REQUIRED WORK — Find how many lines in the material hold the word "query", then state that number and nothing more.

THE DATA —
**********

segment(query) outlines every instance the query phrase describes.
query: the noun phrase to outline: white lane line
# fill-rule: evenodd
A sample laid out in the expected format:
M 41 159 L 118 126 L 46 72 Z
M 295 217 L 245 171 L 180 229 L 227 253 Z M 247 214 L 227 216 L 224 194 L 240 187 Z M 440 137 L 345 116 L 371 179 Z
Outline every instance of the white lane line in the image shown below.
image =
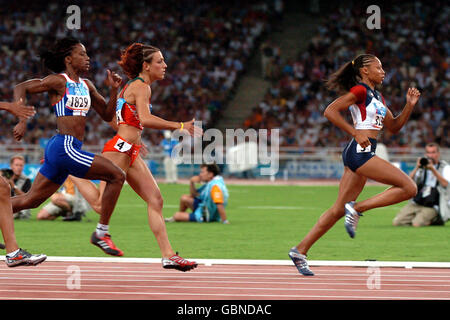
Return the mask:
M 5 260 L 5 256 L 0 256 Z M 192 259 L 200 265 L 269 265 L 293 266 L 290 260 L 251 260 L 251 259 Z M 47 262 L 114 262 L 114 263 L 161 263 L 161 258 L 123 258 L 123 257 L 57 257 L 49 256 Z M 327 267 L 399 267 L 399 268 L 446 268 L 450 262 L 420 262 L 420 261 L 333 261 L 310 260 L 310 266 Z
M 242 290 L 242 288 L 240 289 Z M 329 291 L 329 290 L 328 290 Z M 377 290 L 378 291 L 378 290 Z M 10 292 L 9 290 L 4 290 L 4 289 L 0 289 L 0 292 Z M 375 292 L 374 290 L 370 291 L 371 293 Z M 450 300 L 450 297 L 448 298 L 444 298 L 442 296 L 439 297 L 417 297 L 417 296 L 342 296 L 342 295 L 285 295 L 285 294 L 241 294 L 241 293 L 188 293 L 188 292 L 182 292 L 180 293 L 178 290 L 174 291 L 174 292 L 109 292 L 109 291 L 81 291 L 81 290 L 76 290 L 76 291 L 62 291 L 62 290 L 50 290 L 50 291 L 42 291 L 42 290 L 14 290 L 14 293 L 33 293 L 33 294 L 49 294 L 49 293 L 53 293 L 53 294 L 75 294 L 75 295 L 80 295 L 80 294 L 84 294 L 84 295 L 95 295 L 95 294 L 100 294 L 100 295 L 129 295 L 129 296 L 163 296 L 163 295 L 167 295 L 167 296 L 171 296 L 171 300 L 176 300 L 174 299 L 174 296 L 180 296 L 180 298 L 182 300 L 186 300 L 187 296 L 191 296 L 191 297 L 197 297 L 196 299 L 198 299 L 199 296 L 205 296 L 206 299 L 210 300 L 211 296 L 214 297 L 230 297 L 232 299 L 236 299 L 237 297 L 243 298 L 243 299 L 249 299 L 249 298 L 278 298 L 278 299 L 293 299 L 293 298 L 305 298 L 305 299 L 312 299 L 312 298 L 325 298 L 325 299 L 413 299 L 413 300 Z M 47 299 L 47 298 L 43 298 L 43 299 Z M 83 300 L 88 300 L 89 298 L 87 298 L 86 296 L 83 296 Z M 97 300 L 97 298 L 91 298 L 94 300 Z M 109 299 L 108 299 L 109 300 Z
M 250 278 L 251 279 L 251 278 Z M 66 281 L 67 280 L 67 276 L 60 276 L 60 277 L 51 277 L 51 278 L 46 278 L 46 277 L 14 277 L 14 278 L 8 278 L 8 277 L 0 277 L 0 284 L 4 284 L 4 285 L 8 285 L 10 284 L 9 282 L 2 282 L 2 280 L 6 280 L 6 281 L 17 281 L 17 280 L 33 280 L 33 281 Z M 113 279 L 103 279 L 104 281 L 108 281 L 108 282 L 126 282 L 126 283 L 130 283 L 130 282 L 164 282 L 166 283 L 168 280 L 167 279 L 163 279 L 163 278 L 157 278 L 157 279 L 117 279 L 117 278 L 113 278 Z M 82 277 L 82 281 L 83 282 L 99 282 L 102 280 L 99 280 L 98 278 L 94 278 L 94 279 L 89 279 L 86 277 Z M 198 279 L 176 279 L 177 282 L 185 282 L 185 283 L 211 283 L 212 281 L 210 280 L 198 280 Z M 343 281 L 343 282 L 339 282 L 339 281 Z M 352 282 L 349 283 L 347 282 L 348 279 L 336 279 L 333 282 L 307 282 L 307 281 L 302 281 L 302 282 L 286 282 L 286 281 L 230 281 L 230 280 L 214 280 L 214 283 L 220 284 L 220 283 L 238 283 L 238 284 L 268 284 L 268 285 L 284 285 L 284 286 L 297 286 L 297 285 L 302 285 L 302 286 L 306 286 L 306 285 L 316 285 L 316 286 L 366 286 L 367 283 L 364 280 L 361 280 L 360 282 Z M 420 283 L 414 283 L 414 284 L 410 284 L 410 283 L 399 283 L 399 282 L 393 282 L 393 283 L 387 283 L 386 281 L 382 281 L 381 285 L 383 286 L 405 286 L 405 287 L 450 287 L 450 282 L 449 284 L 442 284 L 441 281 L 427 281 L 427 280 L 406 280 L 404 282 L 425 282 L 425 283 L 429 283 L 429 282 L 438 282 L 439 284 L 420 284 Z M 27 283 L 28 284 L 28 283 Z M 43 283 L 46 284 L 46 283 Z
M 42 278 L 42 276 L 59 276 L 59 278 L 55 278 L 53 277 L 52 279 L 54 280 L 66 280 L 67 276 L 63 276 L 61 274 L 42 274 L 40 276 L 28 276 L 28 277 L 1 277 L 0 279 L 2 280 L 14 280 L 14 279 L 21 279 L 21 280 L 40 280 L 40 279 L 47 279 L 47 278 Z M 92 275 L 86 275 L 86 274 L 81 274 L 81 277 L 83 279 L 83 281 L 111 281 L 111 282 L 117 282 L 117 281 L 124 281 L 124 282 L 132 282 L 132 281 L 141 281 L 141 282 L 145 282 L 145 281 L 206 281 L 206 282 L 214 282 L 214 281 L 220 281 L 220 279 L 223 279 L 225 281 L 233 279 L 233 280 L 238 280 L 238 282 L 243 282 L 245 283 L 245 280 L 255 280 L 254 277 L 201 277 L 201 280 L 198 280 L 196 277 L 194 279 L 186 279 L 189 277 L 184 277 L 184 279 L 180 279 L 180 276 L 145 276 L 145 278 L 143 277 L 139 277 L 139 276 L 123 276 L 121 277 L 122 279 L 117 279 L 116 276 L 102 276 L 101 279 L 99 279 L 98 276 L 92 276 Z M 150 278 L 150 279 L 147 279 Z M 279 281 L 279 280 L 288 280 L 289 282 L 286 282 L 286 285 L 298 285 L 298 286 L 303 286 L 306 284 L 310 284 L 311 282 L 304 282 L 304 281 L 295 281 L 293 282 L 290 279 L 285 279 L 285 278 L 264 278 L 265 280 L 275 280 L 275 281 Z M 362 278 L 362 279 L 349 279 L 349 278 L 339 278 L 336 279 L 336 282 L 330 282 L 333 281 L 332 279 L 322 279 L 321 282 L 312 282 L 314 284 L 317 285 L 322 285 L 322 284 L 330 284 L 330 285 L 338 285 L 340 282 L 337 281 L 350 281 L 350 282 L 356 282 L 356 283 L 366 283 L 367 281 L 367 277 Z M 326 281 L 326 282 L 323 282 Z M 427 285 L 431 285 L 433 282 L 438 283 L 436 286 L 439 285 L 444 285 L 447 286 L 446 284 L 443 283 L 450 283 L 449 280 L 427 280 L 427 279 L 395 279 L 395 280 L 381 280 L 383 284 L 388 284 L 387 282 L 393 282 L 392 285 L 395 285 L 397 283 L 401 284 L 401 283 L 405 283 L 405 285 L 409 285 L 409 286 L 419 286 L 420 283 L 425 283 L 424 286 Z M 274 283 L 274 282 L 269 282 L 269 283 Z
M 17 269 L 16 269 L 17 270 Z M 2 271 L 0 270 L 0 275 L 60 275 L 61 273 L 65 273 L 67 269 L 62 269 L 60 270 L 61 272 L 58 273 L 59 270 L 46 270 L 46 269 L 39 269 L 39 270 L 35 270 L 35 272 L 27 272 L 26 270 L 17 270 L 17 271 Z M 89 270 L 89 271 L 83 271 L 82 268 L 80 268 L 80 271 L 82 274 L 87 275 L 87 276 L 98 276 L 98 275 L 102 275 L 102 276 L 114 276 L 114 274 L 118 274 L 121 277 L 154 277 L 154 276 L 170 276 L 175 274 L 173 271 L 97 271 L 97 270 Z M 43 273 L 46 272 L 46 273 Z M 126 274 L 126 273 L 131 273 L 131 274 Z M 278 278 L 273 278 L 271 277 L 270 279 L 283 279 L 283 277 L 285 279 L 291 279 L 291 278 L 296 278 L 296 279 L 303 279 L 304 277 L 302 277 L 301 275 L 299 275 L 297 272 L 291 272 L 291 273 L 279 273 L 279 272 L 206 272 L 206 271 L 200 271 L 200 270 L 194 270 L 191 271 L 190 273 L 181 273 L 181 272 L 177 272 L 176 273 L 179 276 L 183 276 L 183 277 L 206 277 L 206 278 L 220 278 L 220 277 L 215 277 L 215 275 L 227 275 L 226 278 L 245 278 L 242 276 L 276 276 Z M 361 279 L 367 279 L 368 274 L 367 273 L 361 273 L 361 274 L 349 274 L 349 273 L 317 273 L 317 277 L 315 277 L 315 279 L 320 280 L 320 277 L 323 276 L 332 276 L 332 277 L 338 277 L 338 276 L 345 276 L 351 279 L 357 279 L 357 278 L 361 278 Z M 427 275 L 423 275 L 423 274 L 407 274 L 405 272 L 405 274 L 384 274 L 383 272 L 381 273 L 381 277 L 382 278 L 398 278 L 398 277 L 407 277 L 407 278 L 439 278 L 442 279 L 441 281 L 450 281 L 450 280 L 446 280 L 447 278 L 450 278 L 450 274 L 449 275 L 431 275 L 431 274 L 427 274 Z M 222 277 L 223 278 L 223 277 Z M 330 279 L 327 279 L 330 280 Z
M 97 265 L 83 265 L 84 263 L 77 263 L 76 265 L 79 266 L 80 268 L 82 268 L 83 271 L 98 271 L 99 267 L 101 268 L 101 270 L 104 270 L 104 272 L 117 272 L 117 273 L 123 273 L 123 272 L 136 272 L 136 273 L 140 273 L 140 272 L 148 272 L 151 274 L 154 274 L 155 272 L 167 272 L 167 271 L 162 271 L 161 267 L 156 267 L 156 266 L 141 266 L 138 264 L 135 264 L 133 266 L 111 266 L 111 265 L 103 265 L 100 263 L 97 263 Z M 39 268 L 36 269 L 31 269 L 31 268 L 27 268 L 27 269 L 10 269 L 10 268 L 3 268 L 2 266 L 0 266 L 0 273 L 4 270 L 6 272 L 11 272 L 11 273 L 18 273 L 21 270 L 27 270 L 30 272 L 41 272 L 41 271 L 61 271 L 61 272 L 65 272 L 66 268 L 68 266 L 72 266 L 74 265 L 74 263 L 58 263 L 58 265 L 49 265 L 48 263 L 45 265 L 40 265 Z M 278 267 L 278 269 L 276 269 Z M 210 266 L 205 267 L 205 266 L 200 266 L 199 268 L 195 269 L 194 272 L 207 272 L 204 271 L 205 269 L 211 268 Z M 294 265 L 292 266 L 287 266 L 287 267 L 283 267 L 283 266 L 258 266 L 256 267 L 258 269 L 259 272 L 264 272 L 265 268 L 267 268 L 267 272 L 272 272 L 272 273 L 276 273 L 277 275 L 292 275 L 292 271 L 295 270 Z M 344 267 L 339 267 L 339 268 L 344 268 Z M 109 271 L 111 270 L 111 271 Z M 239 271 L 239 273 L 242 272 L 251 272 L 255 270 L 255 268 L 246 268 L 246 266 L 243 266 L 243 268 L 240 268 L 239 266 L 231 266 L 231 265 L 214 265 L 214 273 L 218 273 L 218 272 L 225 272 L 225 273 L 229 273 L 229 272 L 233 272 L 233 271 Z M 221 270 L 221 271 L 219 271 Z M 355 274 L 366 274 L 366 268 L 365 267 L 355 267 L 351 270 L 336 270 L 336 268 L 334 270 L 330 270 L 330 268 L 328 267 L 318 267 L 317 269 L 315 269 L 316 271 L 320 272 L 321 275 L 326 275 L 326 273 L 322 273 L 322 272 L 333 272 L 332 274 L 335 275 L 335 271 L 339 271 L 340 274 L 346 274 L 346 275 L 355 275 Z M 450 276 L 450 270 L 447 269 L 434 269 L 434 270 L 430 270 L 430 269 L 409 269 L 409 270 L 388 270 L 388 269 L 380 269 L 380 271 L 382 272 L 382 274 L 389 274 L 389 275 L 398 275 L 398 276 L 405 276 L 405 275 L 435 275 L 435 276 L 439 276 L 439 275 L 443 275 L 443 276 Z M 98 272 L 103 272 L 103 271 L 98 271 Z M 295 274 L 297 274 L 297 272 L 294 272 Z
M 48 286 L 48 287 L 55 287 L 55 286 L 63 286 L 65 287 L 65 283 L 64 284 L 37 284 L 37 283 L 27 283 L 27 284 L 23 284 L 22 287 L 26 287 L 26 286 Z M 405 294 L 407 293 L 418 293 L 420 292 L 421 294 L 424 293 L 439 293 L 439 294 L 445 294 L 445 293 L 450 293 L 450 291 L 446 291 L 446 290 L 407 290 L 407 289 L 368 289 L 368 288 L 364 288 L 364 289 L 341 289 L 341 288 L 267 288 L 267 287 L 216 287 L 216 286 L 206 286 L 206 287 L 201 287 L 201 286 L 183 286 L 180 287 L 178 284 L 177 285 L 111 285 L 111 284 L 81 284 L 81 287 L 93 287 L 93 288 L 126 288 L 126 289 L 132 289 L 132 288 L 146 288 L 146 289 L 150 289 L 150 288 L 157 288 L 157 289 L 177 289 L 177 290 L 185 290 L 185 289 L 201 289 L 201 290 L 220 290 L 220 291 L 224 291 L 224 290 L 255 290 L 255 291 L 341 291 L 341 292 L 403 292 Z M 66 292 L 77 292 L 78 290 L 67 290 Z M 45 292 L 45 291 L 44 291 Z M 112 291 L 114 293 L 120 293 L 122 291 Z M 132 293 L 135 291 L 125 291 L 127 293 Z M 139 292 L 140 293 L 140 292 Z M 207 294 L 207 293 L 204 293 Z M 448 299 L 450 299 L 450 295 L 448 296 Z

**********

SOLUTION FOR THIS TASK — 2